Could you repeat all of the entries below word for word, apart from the pictures?

- DATASET CONTENT
--------------------
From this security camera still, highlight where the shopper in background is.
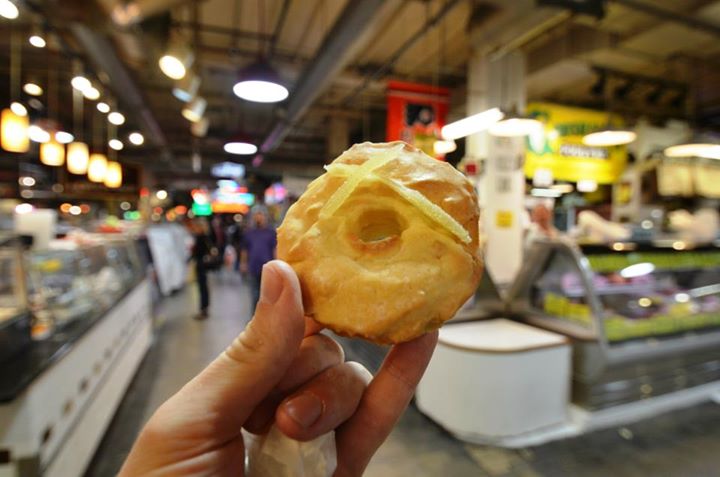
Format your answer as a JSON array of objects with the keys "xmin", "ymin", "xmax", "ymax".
[
  {"xmin": 525, "ymin": 203, "xmax": 559, "ymax": 249},
  {"xmin": 191, "ymin": 219, "xmax": 212, "ymax": 320},
  {"xmin": 210, "ymin": 215, "xmax": 226, "ymax": 255},
  {"xmin": 118, "ymin": 260, "xmax": 438, "ymax": 477},
  {"xmin": 241, "ymin": 209, "xmax": 277, "ymax": 313}
]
--------------------
- ANSWER TO THE PROBLEM
From this security camera still, highlight where the shopper in background is.
Format your answer as a JSON array of objects with the keys "xmin", "ymin", "xmax", "ymax".
[
  {"xmin": 525, "ymin": 203, "xmax": 559, "ymax": 249},
  {"xmin": 191, "ymin": 219, "xmax": 212, "ymax": 320},
  {"xmin": 210, "ymin": 215, "xmax": 226, "ymax": 255},
  {"xmin": 118, "ymin": 260, "xmax": 438, "ymax": 477},
  {"xmin": 241, "ymin": 209, "xmax": 277, "ymax": 313}
]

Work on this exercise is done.